■ DATASET:
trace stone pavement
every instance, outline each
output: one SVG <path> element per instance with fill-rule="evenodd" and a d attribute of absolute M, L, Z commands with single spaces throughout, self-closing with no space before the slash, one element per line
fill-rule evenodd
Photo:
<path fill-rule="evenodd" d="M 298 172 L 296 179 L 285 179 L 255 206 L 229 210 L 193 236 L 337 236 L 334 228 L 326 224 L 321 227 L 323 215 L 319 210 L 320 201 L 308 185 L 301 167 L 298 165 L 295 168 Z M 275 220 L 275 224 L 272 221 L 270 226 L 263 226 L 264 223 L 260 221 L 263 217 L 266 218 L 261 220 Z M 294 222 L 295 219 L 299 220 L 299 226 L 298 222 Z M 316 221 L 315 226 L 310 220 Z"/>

■ EXERCISE INSTRUCTIONS:
Could you rewrite all the lines above, requests included, rescaling every coordinate in the answers by a factor of 2.3 and rounding each result to the nearest whole number, with halves rounded up?

■ EXPECTED ANSWER:
trace stone pavement
every instance, outline each
output: one SVG <path> element per instance with fill-rule="evenodd" and a d attribute of absolute M, L, Z commands with single spaces throughout, self-closing with no space before the slash, one element per line
fill-rule evenodd
Photo:
<path fill-rule="evenodd" d="M 685 396 L 681 412 L 656 412 L 587 474 L 527 483 L 444 543 L 775 543 L 768 524 L 750 515 L 738 522 L 743 495 L 734 483 L 736 462 L 708 426 L 692 384 L 685 380 L 679 386 Z M 633 506 L 633 515 L 626 508 L 621 520 L 605 520 L 607 513 L 598 508 L 605 499 L 612 501 L 600 506 Z M 676 511 L 679 504 L 688 506 L 688 520 L 685 511 Z M 727 508 L 725 520 L 713 506 Z"/>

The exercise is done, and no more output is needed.